» **Selected excerpt**
········
Cancun is a simple 1 hour bus ride north of Playa Del Carmen. Honestly, this was the least impressive city to visit.
Economically, it's an amazing development; the government found a nice area, and risked a large investment into the beach areas, which has evolved into one of the most visited places on the planet for beach and hotel relaxation.
But aside from that, when you take a bus along the coast of Cancun, all you can see are enormous hotels that completely block your view.
This is strictly a hotel city, nothing more.
Furthermore, the city has grown so rapidly in popularity, that their main arteries between the airports are completely loaded with traffic, to the point of me missing my flight to Guadalajara… it's that bad.
So because I missed my flight due to a terribly backed-up road system in Cancun, I had to make a different journey to Guadalajara:
Mexico Cross country planes, buses, cars
Booking another flight was going to be $300 USD, instead of the $100 that I had paid initially (luckily, I was refunded the ticket).
To quickly change the plans, I booked a flight from Cancun to Leon, Mexico (3 hours in the airport, 2.5 hour flight).
Then took a bus from the Leon Airport, to the Leon bus station (1 hour). Then another bus from the Leon Bus station, to the Guadalajara bus station (3 hours). Upon arriving, I went to book a car, and drove to Tequila (1.5 hours).
To get a fresh, deep dive into Guadalajara, Mexico, go here.
Tequila, Jalisco, Mexico
Tequila, Mexico is, of course, tourist-central.
········
» **Stored records**
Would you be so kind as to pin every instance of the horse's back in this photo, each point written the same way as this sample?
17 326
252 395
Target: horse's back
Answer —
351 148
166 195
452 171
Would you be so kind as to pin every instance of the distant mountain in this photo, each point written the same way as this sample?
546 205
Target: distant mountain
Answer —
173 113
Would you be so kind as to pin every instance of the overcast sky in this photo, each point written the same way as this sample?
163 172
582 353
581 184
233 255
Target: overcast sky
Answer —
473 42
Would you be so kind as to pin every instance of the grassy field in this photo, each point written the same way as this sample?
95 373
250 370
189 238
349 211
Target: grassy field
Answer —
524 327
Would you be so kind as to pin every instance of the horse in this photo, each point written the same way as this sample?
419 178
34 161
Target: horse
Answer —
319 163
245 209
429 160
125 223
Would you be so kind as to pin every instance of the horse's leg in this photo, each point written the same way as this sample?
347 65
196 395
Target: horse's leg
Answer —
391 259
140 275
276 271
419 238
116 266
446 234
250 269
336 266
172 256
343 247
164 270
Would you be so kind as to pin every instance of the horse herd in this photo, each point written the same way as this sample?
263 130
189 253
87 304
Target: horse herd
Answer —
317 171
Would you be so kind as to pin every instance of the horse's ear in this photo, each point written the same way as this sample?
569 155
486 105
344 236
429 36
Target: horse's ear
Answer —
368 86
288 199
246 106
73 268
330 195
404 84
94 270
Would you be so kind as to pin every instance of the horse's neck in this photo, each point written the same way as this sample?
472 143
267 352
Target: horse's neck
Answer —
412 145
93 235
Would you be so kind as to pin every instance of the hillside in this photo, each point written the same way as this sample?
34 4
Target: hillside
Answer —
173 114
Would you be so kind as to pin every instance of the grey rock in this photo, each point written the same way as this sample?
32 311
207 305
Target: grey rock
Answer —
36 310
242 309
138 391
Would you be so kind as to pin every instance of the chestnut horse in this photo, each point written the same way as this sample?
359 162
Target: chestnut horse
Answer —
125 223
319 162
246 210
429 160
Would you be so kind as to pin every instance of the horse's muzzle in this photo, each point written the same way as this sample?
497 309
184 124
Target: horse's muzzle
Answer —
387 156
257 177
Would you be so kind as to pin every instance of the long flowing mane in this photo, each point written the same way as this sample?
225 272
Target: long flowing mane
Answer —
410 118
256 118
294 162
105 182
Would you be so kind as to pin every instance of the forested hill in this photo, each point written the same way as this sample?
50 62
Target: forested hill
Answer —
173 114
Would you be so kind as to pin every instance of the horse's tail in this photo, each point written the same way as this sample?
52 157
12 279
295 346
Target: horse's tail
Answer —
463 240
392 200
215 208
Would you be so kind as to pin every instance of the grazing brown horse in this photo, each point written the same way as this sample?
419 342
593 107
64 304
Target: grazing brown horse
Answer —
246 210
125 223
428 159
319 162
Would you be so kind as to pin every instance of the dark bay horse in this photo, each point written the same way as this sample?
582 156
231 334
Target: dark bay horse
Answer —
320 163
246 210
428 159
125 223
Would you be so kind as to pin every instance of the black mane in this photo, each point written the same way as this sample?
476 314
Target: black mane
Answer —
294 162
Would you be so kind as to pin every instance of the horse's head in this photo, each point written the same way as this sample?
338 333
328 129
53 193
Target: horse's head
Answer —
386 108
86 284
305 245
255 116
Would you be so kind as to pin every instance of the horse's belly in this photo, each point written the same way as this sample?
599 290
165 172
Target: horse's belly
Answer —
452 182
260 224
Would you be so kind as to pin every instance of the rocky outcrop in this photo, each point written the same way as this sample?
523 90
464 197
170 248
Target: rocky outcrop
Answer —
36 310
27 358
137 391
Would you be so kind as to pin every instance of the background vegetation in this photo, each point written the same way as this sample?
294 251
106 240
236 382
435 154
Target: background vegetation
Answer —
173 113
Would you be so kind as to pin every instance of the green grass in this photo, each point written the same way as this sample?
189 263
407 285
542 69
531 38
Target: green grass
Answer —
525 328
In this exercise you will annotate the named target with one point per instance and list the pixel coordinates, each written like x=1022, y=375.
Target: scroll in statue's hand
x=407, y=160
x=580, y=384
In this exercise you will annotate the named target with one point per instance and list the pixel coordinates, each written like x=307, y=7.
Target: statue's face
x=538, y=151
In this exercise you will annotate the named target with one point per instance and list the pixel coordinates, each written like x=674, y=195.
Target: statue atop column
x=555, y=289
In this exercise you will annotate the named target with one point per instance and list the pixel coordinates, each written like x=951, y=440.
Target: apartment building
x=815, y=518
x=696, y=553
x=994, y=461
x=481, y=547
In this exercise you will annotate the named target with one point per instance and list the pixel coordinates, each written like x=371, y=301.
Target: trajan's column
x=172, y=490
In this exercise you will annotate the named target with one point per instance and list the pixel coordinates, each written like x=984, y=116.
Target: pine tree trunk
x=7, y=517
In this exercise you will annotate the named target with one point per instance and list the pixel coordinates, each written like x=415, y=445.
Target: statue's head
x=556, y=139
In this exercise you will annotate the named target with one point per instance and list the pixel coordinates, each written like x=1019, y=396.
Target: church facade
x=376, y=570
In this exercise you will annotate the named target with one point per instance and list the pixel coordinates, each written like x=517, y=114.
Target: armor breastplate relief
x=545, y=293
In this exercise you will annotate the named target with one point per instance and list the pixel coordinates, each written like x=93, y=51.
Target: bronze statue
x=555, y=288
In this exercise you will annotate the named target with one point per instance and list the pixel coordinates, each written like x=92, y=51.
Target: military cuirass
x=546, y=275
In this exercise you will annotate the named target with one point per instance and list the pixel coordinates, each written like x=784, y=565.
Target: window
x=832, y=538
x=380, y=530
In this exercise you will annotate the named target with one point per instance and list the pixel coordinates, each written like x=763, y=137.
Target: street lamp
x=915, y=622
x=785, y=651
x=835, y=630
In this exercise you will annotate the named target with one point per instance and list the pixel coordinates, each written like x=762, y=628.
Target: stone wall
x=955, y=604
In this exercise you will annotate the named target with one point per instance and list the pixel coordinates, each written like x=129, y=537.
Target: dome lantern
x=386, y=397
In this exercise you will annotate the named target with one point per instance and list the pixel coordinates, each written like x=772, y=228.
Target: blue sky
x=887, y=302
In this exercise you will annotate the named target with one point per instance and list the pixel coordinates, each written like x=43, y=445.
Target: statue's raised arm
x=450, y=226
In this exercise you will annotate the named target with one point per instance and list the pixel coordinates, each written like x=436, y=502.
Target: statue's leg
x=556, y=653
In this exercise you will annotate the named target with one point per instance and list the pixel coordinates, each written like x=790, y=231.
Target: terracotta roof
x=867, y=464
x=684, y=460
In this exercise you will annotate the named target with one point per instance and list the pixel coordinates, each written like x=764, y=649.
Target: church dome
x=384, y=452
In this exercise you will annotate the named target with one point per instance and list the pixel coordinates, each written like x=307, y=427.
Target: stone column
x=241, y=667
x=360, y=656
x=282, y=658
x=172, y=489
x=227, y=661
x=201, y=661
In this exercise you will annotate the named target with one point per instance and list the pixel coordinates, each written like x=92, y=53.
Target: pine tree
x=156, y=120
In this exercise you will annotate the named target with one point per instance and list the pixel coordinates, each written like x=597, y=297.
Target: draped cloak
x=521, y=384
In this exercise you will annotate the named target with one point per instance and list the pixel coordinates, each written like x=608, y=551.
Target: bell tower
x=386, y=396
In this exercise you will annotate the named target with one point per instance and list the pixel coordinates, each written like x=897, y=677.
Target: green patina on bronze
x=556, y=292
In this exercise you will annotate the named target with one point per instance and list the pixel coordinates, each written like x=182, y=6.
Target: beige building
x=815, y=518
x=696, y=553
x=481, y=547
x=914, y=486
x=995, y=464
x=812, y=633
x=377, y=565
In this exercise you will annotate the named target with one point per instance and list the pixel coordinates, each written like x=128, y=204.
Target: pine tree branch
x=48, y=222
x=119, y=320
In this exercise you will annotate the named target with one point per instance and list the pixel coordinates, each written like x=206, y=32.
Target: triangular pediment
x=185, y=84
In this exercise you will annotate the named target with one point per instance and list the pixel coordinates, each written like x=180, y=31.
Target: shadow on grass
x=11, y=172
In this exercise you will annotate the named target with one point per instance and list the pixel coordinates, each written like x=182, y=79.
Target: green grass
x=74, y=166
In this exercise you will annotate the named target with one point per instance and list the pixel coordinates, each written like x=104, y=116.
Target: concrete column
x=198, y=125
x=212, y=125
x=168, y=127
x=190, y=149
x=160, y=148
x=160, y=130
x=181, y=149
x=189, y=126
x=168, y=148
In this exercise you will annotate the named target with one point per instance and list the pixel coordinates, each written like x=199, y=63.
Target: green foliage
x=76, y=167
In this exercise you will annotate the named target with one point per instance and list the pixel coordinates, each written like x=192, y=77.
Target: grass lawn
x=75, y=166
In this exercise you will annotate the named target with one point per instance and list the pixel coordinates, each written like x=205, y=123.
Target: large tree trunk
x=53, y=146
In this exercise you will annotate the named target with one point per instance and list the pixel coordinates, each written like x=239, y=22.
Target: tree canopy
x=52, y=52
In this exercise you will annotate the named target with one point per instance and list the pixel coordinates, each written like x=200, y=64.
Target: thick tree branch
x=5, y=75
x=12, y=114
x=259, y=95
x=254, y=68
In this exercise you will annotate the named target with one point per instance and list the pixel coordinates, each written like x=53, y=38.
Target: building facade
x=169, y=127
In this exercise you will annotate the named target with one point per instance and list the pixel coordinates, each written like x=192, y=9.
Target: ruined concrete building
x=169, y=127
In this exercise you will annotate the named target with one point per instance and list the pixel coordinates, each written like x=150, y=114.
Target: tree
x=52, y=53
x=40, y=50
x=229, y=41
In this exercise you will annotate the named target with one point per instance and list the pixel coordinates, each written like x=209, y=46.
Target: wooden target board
········
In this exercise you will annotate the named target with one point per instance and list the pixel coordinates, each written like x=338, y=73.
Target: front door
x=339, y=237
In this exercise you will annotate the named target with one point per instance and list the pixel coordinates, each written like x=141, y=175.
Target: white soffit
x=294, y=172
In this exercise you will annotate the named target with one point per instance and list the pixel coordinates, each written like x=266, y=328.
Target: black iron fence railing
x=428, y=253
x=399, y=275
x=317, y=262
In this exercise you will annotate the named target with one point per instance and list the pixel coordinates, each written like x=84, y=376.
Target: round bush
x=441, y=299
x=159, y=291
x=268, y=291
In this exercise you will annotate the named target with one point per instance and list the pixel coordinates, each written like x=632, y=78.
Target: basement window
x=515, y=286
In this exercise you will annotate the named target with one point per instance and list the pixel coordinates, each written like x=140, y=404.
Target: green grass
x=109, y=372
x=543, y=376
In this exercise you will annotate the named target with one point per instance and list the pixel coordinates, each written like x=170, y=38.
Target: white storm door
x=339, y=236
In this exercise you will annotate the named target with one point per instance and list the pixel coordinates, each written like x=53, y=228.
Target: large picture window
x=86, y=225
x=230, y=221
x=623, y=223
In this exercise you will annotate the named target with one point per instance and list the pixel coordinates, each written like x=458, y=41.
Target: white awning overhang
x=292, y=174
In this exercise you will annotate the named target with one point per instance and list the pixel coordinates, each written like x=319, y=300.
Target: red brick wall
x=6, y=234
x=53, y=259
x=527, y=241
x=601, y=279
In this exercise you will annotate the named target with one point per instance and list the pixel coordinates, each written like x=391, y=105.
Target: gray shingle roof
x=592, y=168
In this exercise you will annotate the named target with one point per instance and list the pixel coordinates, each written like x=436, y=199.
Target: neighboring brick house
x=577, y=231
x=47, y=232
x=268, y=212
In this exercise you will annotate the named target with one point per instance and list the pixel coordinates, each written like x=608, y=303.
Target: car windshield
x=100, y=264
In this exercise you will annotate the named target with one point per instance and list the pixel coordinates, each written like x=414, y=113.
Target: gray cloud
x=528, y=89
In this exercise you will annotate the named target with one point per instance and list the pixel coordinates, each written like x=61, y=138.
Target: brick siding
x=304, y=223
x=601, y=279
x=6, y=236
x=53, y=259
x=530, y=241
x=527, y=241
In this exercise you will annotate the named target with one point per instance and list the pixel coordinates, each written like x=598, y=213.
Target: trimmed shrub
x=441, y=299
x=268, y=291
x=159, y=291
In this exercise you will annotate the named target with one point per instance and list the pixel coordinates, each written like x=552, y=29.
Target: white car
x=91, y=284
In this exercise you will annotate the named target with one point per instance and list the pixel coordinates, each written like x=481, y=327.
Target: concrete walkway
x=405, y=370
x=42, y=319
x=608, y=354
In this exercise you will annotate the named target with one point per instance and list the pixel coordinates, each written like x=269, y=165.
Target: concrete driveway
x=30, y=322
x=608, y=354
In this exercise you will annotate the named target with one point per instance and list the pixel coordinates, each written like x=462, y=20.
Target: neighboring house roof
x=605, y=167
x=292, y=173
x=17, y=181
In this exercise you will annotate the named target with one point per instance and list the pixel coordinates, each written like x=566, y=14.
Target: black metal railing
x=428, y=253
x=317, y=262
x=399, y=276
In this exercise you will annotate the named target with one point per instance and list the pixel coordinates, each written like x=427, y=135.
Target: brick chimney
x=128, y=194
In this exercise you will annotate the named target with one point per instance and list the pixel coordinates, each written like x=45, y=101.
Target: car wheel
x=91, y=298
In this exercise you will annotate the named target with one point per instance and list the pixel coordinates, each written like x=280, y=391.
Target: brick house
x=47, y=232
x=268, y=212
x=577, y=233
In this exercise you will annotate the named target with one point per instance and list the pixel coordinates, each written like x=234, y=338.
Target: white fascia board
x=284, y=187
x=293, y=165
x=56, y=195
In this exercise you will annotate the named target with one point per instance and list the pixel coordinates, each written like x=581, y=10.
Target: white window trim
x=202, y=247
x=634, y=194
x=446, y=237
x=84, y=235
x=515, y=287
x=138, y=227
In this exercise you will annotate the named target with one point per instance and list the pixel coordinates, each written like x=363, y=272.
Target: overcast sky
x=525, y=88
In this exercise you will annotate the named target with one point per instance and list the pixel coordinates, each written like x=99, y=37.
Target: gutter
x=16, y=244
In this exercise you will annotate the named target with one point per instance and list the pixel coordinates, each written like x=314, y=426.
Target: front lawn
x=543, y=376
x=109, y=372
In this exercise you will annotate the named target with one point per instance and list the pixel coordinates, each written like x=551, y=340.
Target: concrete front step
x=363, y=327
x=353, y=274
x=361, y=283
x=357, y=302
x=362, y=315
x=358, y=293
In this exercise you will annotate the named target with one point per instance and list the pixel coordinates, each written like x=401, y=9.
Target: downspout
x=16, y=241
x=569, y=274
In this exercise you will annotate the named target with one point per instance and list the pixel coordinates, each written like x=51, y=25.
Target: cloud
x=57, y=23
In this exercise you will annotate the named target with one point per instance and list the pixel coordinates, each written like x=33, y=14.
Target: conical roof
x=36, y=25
········
» **Exercise A**
Reproduce word for word the part of the Cancun travel passage from "But aside from" up to and including "city, nothing more.".
» **Exercise B**
According to the Cancun travel passage, how long did the bus ride from the Leon bus station to the Guadalajara bus station take?

» **Full answer A**
But aside from that, when you take a bus along the coast of Cancun, all you can see are enormous hotels that completely block your view.
This is strictly a hotel city, nothing more.

» **Full answer B**
3 hours.